___ TRECHOS DOS REGISTROS

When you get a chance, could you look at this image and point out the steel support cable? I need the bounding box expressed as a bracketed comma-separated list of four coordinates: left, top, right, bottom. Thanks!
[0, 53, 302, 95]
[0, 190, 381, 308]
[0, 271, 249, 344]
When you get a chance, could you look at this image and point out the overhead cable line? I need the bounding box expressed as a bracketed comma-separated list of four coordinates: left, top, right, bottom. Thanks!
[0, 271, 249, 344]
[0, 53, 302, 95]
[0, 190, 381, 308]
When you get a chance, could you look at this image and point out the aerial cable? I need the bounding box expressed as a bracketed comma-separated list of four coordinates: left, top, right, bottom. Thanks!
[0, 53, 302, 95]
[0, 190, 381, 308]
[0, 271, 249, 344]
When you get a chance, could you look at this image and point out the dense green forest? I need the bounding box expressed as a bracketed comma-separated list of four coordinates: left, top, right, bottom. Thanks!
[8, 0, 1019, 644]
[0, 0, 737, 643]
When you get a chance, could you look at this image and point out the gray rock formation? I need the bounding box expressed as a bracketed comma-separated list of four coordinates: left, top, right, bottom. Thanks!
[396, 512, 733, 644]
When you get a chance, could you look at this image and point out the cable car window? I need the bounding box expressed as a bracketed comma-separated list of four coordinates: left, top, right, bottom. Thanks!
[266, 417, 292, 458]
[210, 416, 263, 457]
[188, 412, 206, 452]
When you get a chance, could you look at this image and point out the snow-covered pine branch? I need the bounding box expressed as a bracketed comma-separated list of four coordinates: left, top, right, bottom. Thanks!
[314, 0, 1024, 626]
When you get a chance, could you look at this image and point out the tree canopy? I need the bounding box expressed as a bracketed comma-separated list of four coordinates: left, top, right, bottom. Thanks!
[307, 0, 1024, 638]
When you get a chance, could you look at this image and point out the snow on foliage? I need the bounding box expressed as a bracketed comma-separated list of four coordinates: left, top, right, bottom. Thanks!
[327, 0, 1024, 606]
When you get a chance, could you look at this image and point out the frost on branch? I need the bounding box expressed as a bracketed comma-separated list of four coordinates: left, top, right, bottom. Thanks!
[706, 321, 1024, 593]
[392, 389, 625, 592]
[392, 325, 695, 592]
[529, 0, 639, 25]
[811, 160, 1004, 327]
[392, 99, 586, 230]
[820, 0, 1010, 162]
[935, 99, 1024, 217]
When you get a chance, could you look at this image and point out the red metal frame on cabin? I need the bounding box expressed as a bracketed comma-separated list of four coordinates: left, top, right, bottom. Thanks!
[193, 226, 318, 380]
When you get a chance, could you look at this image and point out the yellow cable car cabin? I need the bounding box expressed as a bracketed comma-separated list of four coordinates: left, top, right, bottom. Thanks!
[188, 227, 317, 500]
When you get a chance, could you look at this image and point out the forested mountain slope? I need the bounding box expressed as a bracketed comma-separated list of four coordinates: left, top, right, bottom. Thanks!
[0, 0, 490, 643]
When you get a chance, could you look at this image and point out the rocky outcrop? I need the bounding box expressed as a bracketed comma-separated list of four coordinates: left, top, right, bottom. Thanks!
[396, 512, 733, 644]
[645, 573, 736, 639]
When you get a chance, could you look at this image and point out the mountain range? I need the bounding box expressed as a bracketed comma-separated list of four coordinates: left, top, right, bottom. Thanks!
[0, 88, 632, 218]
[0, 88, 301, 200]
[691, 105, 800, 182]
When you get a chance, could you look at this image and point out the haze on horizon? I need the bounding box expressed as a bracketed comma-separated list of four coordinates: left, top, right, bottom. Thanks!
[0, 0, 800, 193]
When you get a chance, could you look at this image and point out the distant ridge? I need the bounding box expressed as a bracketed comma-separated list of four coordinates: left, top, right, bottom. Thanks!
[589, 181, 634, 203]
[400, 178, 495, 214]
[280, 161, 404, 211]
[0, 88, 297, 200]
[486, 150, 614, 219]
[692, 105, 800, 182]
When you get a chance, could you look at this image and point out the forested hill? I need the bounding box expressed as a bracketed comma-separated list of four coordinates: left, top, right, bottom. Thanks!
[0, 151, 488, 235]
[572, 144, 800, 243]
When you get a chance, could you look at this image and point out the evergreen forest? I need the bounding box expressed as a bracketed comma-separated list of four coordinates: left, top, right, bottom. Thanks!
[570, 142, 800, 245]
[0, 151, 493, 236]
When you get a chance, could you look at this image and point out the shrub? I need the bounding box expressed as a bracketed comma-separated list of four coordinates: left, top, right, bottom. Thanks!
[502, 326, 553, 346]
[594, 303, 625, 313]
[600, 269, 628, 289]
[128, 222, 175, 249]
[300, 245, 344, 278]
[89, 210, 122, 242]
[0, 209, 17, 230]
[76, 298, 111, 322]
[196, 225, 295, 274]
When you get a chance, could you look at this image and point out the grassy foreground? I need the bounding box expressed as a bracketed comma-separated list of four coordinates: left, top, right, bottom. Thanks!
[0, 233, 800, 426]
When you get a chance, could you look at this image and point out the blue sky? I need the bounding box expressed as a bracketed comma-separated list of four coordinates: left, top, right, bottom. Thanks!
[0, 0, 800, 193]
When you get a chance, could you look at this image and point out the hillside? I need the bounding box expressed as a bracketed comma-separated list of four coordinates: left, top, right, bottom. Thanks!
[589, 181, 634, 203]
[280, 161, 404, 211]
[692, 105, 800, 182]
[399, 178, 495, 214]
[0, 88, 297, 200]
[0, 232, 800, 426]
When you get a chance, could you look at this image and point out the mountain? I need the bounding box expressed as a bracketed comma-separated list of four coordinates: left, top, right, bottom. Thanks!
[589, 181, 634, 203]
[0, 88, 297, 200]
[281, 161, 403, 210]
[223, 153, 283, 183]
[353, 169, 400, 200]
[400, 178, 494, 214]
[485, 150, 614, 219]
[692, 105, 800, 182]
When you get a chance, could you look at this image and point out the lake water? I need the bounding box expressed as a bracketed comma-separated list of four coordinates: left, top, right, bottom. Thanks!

______

OBJETIVO:
Transcreva todas as linhas dos registros acima, sem qualquer alteração.

RESPOSTA:
When you get a chance, could you look at this image and point out the steel support cable? I need the bounding box expressed as a bracketed comma-separated list of four coordinates: left, top, right, bottom. Thanks!
[0, 53, 302, 95]
[0, 190, 381, 308]
[0, 271, 249, 344]
When you get a chance, could you look at this image and point out the overhead cable line? I need the bounding box expressed as a bracketed comma-separated list of four coordinates: left, top, right, bottom. Thanks!
[0, 271, 249, 344]
[0, 53, 302, 95]
[0, 190, 381, 308]
When you get a chance, could you look at this image and point out the aerial cable? I need the bounding box expressed as a bracketed comma-separated list of four coordinates: left, top, right, bottom. Thanks!
[0, 53, 302, 95]
[0, 190, 381, 308]
[0, 271, 249, 344]
When you get a chance, could you look at this image and point out the dense green forest? I need the bounding box expressed as a bracketed comma-separated list of four coordinates: left, top, right, bottom. Thanks!
[8, 0, 1019, 644]
[0, 0, 737, 643]
When you get a chance, could you look at this image and point out the gray rock formation? I need the bounding box expressed as a bracketed comma-separated list of four coordinates: left, top, right, bottom. Thanks!
[396, 512, 733, 644]
When you get a chance, could you look at this image and point out the cable car window? I need the bounding box expressed as a bracketed comma-separated list of four coordinates: left, top, right, bottom. Thanks!
[266, 417, 292, 458]
[210, 416, 263, 457]
[188, 412, 206, 452]
When you get a chance, could you look at this image and point out the snow-covered pine branch? I need the bounding box expressed as a bracketed comma-separated list of four coordinates: left, top, right, bottom. Thanks!
[314, 0, 1024, 626]
When you get a chance, could you look at this image and point out the tree canopy? I need the bounding box expressed as a bracketed comma-separated list of four coordinates: left, top, right, bottom. Thanks!
[307, 0, 1024, 638]
When you get a chance, could you look at this image and point out the snow on foliage? I need the bounding box expressed as a bracketed comma-separated list of four coordinates: left, top, right, bottom. Thanks!
[327, 0, 1024, 606]
When you get a chance, could you look at this image and point out the frost on branch? I need the bounding box expressed as a bracketed comma-separated list of four coordinates: left, top, right, bottom. Thanks!
[706, 321, 1024, 593]
[392, 389, 625, 592]
[392, 325, 695, 592]
[529, 0, 639, 25]
[811, 160, 1004, 327]
[392, 99, 586, 230]
[820, 0, 1010, 162]
[935, 99, 1024, 217]
When you get a chance, could you look at this image and point out the red metal frame on cabin? I need the bounding box expressed as a bracketed comma-separated list of four coordinates: left, top, right, bottom. Thanks!
[193, 226, 318, 380]
When you get a chance, could you look at this image and point out the yellow cable car cabin? I need the bounding box expressed as a bracketed comma-separated list of four coordinates: left, top, right, bottom. Thanks!
[188, 227, 317, 500]
When you get a chance, could you look at this image and point out the forested mountain slope? I need the bounding box expressed as a bracketed comma-separated list of four coordinates: left, top, right, bottom. Thanks!
[0, 0, 490, 643]
When you get a chance, could you look at this image and point out the rocky outcrop? I need the bounding box expressed as a bracketed comma-separated list of four coordinates: left, top, right, bottom. Thanks!
[396, 512, 733, 644]
[645, 573, 736, 639]
When you get a chance, could you look at this image and point out the mountain range? I need the bounding box expressed as a bracketed comma-separated list of four coordinates: left, top, right, bottom. Thanks!
[0, 88, 632, 218]
[0, 88, 301, 200]
[691, 105, 800, 182]
When you get a chance, could you look at this image and point out the haze on horizon? I need the bounding box expressed as a bracketed comma-separated list of four coordinates: left, top, right, bottom. Thanks!
[0, 0, 800, 193]
When you get a chance, could you look at this image and point out the distant ridge? I need the bounding box expressed as a bracketed comma-separated list of four coordinates: left, top, right, bottom. Thanks!
[589, 181, 634, 203]
[400, 178, 495, 214]
[280, 161, 404, 211]
[0, 88, 297, 200]
[486, 150, 614, 219]
[692, 105, 800, 182]
When you get a chance, could you look at this image and point out the forested hill? I need the bounding box expressed as a bracketed comma-separated list of four coordinates: left, top, right, bottom. Thanks!
[0, 151, 488, 235]
[572, 144, 800, 243]
When you get a chance, could you look at this image and point out the evergreen forest? I need the bounding box expressed as a bracketed comma-separated list of four coordinates: left, top, right, bottom. Thanks!
[570, 142, 800, 245]
[0, 151, 493, 236]
When you get a chance, could you look at this image and point out the shrub? I need the bounding box expressed as a bracketed comma-separated list of four coordinates: left, top, right, bottom. Thanks!
[502, 326, 553, 346]
[594, 303, 625, 313]
[600, 269, 628, 289]
[128, 222, 175, 249]
[300, 245, 344, 278]
[89, 210, 122, 242]
[0, 209, 17, 230]
[76, 298, 111, 322]
[196, 225, 295, 274]
When you get a chance, could you look at this image and point out the grassy foreground? I need the bounding box expressed as a bracketed comma-separated list of four coordinates: left, top, right, bottom. Thanks!
[0, 233, 800, 426]
When you get a chance, could you look at this image and point out the blue sky? I need the bounding box expressed as a bracketed comma-separated list of four coordinates: left, top, right, bottom. Thanks!
[0, 0, 800, 193]
When you get a chance, could you look at this image and point out the hillside? I need the bounding box expressed as a bracketed comma-separated list of four coordinates: left, top, right, bottom. Thanks!
[589, 181, 634, 203]
[280, 161, 404, 211]
[692, 105, 800, 182]
[399, 178, 495, 214]
[0, 88, 297, 200]
[0, 232, 800, 426]
When you get a chance, could you look at this image and point out the mountain? I need the bounding box expressed as a bracketed comma-separated list of four coordinates: left, top, right, bottom. Thanks!
[589, 181, 634, 203]
[0, 88, 297, 200]
[281, 161, 403, 210]
[223, 153, 283, 183]
[353, 169, 400, 200]
[400, 178, 494, 214]
[485, 150, 614, 219]
[692, 105, 800, 182]
When you get a chance, could you look at this image and point out the lake water? I need the bounding box expressed as a bracketed comma-separated list of four coordinates: left, top, right, bottom. Thanks!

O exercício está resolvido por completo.